• **THE TASK**
Drop every picture and give the entries back exactly.

::: INFORMATION SUPPLIED

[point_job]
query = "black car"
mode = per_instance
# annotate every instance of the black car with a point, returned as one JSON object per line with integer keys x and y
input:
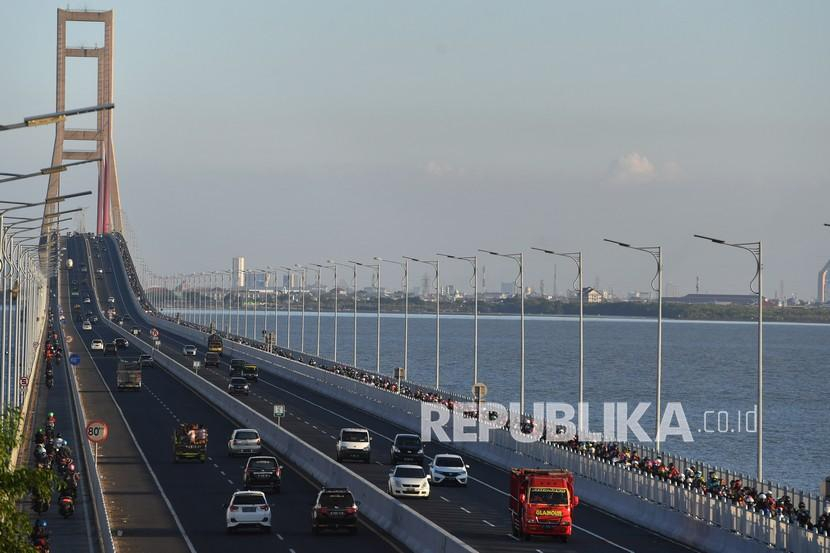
{"x": 407, "y": 448}
{"x": 239, "y": 385}
{"x": 262, "y": 472}
{"x": 236, "y": 364}
{"x": 335, "y": 509}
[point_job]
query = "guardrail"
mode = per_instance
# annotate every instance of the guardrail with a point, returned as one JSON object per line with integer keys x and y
{"x": 687, "y": 516}
{"x": 394, "y": 517}
{"x": 93, "y": 479}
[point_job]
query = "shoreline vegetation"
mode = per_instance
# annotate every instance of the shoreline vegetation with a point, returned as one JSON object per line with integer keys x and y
{"x": 539, "y": 306}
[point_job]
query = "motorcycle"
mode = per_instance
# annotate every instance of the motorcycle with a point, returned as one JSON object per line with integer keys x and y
{"x": 66, "y": 506}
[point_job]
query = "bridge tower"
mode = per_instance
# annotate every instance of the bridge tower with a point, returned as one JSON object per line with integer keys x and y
{"x": 109, "y": 198}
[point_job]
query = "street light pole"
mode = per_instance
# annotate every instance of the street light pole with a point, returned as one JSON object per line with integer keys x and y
{"x": 519, "y": 259}
{"x": 405, "y": 266}
{"x": 755, "y": 249}
{"x": 472, "y": 260}
{"x": 655, "y": 252}
{"x": 437, "y": 266}
{"x": 576, "y": 257}
{"x": 376, "y": 268}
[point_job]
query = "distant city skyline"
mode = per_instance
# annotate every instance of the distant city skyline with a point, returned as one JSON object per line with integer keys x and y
{"x": 306, "y": 133}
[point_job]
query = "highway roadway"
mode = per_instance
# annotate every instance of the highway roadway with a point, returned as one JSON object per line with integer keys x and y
{"x": 197, "y": 492}
{"x": 478, "y": 514}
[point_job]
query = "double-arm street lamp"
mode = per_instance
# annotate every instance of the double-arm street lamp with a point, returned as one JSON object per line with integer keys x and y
{"x": 49, "y": 118}
{"x": 405, "y": 266}
{"x": 755, "y": 249}
{"x": 473, "y": 261}
{"x": 333, "y": 267}
{"x": 376, "y": 268}
{"x": 45, "y": 171}
{"x": 435, "y": 264}
{"x": 519, "y": 259}
{"x": 655, "y": 252}
{"x": 576, "y": 257}
{"x": 353, "y": 267}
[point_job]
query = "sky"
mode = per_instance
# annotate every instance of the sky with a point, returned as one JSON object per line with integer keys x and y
{"x": 296, "y": 132}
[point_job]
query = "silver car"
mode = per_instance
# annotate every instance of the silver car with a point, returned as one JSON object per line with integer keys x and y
{"x": 244, "y": 441}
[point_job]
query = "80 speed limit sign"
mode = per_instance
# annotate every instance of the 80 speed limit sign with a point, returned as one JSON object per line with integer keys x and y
{"x": 97, "y": 431}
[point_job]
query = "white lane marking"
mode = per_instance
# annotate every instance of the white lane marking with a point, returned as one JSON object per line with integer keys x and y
{"x": 483, "y": 483}
{"x": 147, "y": 464}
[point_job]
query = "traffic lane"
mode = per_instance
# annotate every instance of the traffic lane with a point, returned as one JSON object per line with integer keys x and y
{"x": 298, "y": 524}
{"x": 77, "y": 531}
{"x": 483, "y": 522}
{"x": 133, "y": 500}
{"x": 202, "y": 513}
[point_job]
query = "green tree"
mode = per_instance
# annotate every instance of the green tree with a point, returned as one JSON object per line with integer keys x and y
{"x": 15, "y": 485}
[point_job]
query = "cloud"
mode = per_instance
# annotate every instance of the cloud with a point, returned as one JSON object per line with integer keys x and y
{"x": 442, "y": 169}
{"x": 632, "y": 168}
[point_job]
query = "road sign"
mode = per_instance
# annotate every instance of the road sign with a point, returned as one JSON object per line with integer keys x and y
{"x": 97, "y": 431}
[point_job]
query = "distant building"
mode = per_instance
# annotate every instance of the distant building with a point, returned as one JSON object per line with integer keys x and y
{"x": 718, "y": 299}
{"x": 591, "y": 295}
{"x": 238, "y": 265}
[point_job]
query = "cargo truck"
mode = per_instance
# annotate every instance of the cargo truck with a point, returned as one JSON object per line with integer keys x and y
{"x": 128, "y": 375}
{"x": 542, "y": 502}
{"x": 215, "y": 344}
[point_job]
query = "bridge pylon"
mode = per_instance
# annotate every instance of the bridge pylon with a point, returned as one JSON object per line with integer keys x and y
{"x": 109, "y": 198}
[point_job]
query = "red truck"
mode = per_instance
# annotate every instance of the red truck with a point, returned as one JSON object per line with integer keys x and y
{"x": 542, "y": 502}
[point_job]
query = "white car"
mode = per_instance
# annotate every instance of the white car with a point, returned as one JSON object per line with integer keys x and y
{"x": 244, "y": 440}
{"x": 354, "y": 443}
{"x": 248, "y": 509}
{"x": 408, "y": 481}
{"x": 448, "y": 469}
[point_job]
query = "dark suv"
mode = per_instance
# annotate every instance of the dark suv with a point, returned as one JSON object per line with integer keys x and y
{"x": 407, "y": 448}
{"x": 262, "y": 472}
{"x": 335, "y": 509}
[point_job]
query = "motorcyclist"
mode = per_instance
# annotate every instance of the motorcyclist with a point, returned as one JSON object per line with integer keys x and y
{"x": 802, "y": 516}
{"x": 823, "y": 524}
{"x": 40, "y": 533}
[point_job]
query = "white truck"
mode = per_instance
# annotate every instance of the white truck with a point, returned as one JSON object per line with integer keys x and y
{"x": 128, "y": 375}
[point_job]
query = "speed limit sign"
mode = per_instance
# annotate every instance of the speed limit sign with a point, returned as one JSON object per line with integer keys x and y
{"x": 97, "y": 431}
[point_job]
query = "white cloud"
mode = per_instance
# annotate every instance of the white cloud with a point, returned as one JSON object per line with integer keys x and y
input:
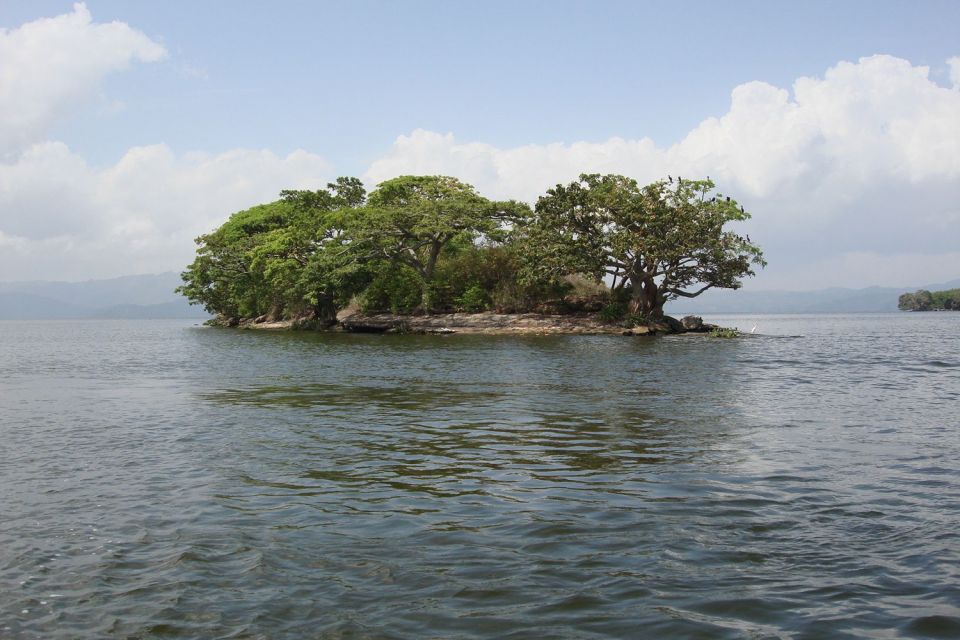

::::::

• **FULL OUTPUT**
[point_job]
query = "black car"
mode = per_instance
# annotate every instance of the black car with a point, returned as one JSON object per line with integer keys x and y
input:
{"x": 407, "y": 448}
{"x": 239, "y": 385}
{"x": 262, "y": 472}
{"x": 236, "y": 364}
{"x": 335, "y": 509}
[point_job]
query = "guardrail"
mode = per_instance
# annotate every instance of the guardrail with a point, returned as one JSON object per line with integer keys x and y
{"x": 687, "y": 516}
{"x": 394, "y": 517}
{"x": 93, "y": 479}
[point_job]
query = "shoreline vegetation"
mode = per_instance
# annotate every instance of the shoreline vegetation with a point, returned as one JSON object per line with integer keys x and y
{"x": 539, "y": 306}
[point_job]
query = "motorcycle"
mode = per_instance
# annotate every instance of the motorcycle with a point, returned as one JSON object per line with integer keys x and y
{"x": 66, "y": 506}
[point_job]
query = "bridge tower"
mode = per_instance
# annotate every instance of the bridge tower with a point, returned as one JSON object per line with integer keys x and y
{"x": 109, "y": 198}
[point_job]
query = "street light pole"
mode = per_instance
# annotate every instance of the street light pole with a point, returned as one JSON object per line with integer keys x and y
{"x": 519, "y": 259}
{"x": 405, "y": 266}
{"x": 755, "y": 249}
{"x": 472, "y": 260}
{"x": 655, "y": 252}
{"x": 437, "y": 266}
{"x": 576, "y": 257}
{"x": 376, "y": 268}
[point_job]
query = "distant city skyline"
mode = per_instance
# annotate every instance of the distant city skyline with a point, returned as one JSON object per line with integer keys x and y
{"x": 306, "y": 133}
[point_job]
query = "highway roadway"
mode = per_instance
# annotate every instance of the highway roadway with a point, returned as one JSON object per line with integer keys x and y
{"x": 197, "y": 492}
{"x": 478, "y": 514}
[point_job]
query = "double-arm street lamp"
mode = per_instance
# annotate every instance of the double-arm street lamp with a point, returned as one JSON object per line with integer keys x and y
{"x": 49, "y": 118}
{"x": 405, "y": 266}
{"x": 755, "y": 249}
{"x": 473, "y": 261}
{"x": 333, "y": 267}
{"x": 376, "y": 268}
{"x": 45, "y": 171}
{"x": 435, "y": 264}
{"x": 519, "y": 259}
{"x": 655, "y": 252}
{"x": 576, "y": 257}
{"x": 353, "y": 267}
[point_job]
query = "sky"
mode = per_instance
# annotate every instance of the sky with a point, returned as one JSON object per line with integer keys x and y
{"x": 296, "y": 132}
[point_job]
query = "silver car"
mode = per_instance
# annotate every instance of the silver car with a point, returned as one JSON object per line with integer keys x and y
{"x": 244, "y": 441}
[point_job]
query = "80 speed limit sign"
mode = per_instance
# annotate every instance of the 80 speed limit sign with a point, returned as one JSON object per line with integer keys x and y
{"x": 97, "y": 431}
[point_job]
query = "white lane marking"
mode = per_instance
# annotate every instance of the white lane marking with a point, returned as one JSON object per line with integer keys x and y
{"x": 483, "y": 483}
{"x": 147, "y": 464}
[point_job]
query = "traffic lane"
mode = per_instance
# annotate every instance of the traffic lane with a point, returned as one JSON object per line with integer keys x and y
{"x": 298, "y": 524}
{"x": 77, "y": 531}
{"x": 483, "y": 522}
{"x": 133, "y": 500}
{"x": 202, "y": 513}
[point_job]
query = "green tree"
mode = per_instance
# annotate every instance of the green tree with a point, returned as one JSON object per line with integer keys x and y
{"x": 15, "y": 485}
[point_job]
query = "cloud"
mode = per_instance
# annotate every instance of the cloud with a point, returned as one JSON object per line with integer keys x and y
{"x": 442, "y": 169}
{"x": 632, "y": 168}
[point_job]
query = "road sign"
mode = per_instance
# annotate every instance of the road sign with a point, returned as one JSON object per line with integer keys x and y
{"x": 97, "y": 431}
[point_job]
query = "distant building"
mode = per_instance
# annotate every instance of the distant building with a point, returned as one JSON object per line with integer keys x and y
{"x": 718, "y": 299}
{"x": 591, "y": 295}
{"x": 238, "y": 265}
[point_job]
query = "cargo truck"
mode = per_instance
# annotate every instance of the cargo truck with a point, returned as one JSON object per line with integer keys x and y
{"x": 128, "y": 375}
{"x": 542, "y": 502}
{"x": 215, "y": 344}
[point_job]
query = "bridge pylon"
mode = per_instance
# annotate every instance of the bridge pylon with a point, returned as one JSON object per line with integer keys x and y
{"x": 109, "y": 198}
[point_job]
query = "red truck"
mode = per_instance
# annotate every instance of the red truck with a point, returned as one JSON object per line with integer keys x and y
{"x": 542, "y": 502}
[point_job]
query = "white car"
mode = per_instance
# annotate every instance of the white car with a point, returned as one JSON object per line with integer keys x and y
{"x": 244, "y": 440}
{"x": 354, "y": 443}
{"x": 248, "y": 509}
{"x": 408, "y": 481}
{"x": 448, "y": 469}
[point_job]
query = "dark suv"
mode = per_instance
# annotate every instance of the dark suv with a point, returned as one JSON object per line with integer keys x and y
{"x": 407, "y": 448}
{"x": 262, "y": 472}
{"x": 335, "y": 509}
[point_job]
query = "motorcyclist"
mode = per_instance
# annotate every instance of the motorcyclist with a point, returned as one JSON object per line with integer keys x and y
{"x": 802, "y": 516}
{"x": 823, "y": 524}
{"x": 40, "y": 533}
[point_job]
query = "white truck"
mode = per_instance
# annotate every instance of the white truck with a point, returned as one JSON object per line with integer keys x and y
{"x": 128, "y": 375}
[point_job]
query = "speed limit sign"
mode = per_instance
# annotate every instance of the speed limit sign with a point, returned as one JSON object per line with integer keys x and y
{"x": 97, "y": 431}
[point_job]
query = "white cloud"
mode = per_instance
# annotate every instance of the white cloud with a point, returned as one JSON object per line with integer keys x and y
input:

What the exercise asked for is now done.